Imagine this ad. A pair of bored young eyes stares out of the TV screen at you. The camera pulls back. You see the bored eyes belong to a teenaged boy, with freckles and spots. He’s wearing a white hairnet and has headphones on. He looks bored out of his mind, so bored he’d happily be punched in the face just for variety. The camera pulls back again. You see the boy is standing at a conveyor belt, putting sliced mushrooms on the pizza bases that whizz past him. The image goes black. In large lettering the message of the ad is: STAY IN SCHOOL. The ad ends.
What does it mean for our poor bored teenager to be more productive? If he produces more pizzas in the same amount of time, he’s being more productive. If he wastes fewer mushrooms, he’s being more productive. If he works for less—meaning the owners lower the costs of their inputs—he’s being more productive.
This primitive notion of efficiency essentially asks: can we get superior outputs, given the set of inputs being used? In the simple example there’s usually a simple answer. In real life it is harder, but the private sector manages to measure its efficiency pretty well.
The public sector has a harder time, simply because a lot of the services provided by the public sector wouldn’t be provided by the private sector at all. The goods and services provided by the public sector are usually provided either free at the point of use—most roads for example--or at a price that is not determined by the usual market forces.
All of this means it is much harder to define the output a public sector body `produces’. What is the overall output of a police force? Or a school? Or a hospital? What happens when these processes can’t control the price, volume, or quality of their inputs?
What does `efficiency’ mean, when the State has committed its public services to doing more (or in some cases, the same) with less. Taxpayers have every right to be annoyed when the annual Comptroller and Auditor General report details wastage and inefficiency across almost every section of the public service. It’s a hardy annual for the media. The relevant Secretaries General are hauled into an Oireachtas meeting and given a clip about the ear, and that’s about all that happens until the next year. Why is there so little done?
Think about the Department of Social Protection. Each week it makes welfare payments to rough 1.4 million people, disbursing an annual budget of 21 billion euros, and it managed to overpay over 63,000 people in 2011, due in 44% of the cases to errors by clients, 38% of cases to suspected fraud, 12% estate cases, and only 6% of the time to departmental error. The total cost of over 63,000 cockups was 92.4 million euros. Surely more than a stern talking to is in order? Why wasn’t someone fired? Will it happen again next year? Is there a way to reduce the number of cockups from 63,000 to 30,000? Who will be the Department official in charge of cockup minimization?
Maybe asking for private sector efficiency is asking the wrong question.
Many attempts have been made to measure the efficiency of public services. One 2005 study ranked 22 countries by their efficient use of inputs to outputs. Ireland ranked 5th for input efficiency and 6th for output efficiency, not a bad score for a small country. Ireland was also the only country studied where the public service efficiency improved on average from 1990 to 2000.
Recent research has come out strongly against the notion that the efficiency of the public service can be measured in the same way as the private sector. There are many reasons but essentially it boils down to the observation that you can’t qualitatively compare chalk with cheese.

Exercise requirements >>
Copy the passage on public sector efficiency word for word, from "This primitive notion" up to and including "usual market forces.".

Dataset entries >>
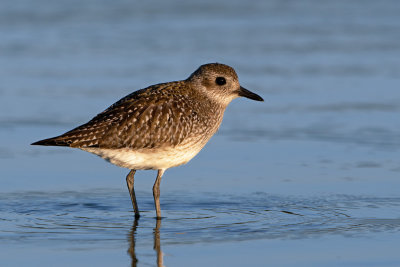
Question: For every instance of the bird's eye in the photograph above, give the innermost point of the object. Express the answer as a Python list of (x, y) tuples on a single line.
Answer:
[(220, 81)]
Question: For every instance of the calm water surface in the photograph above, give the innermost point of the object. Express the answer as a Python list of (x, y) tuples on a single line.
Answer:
[(310, 177)]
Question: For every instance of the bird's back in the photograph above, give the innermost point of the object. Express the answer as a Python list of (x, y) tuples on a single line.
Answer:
[(162, 115)]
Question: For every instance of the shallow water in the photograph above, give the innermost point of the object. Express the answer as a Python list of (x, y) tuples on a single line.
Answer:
[(309, 177), (92, 221)]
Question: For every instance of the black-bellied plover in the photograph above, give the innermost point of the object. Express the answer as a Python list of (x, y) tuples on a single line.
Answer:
[(159, 127)]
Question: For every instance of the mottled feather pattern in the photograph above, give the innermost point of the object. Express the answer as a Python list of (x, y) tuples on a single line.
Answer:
[(160, 115)]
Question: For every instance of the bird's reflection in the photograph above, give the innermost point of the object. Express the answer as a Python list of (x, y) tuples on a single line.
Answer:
[(157, 246)]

Problem solution >>
This primitive notion of efficiency essentially asks: can we get superior outputs, given the set of inputs being used? In the simple example there’s usually a simple answer. In real life it is harder, but the private sector manages to measure its efficiency pretty well.
The public sector has a harder time, simply because a lot of the services provided by the public sector wouldn’t be provided by the private sector at all. The goods and services provided by the public sector are usually provided either free at the point of use—most roads for example--or at a price that is not determined by the usual market forces.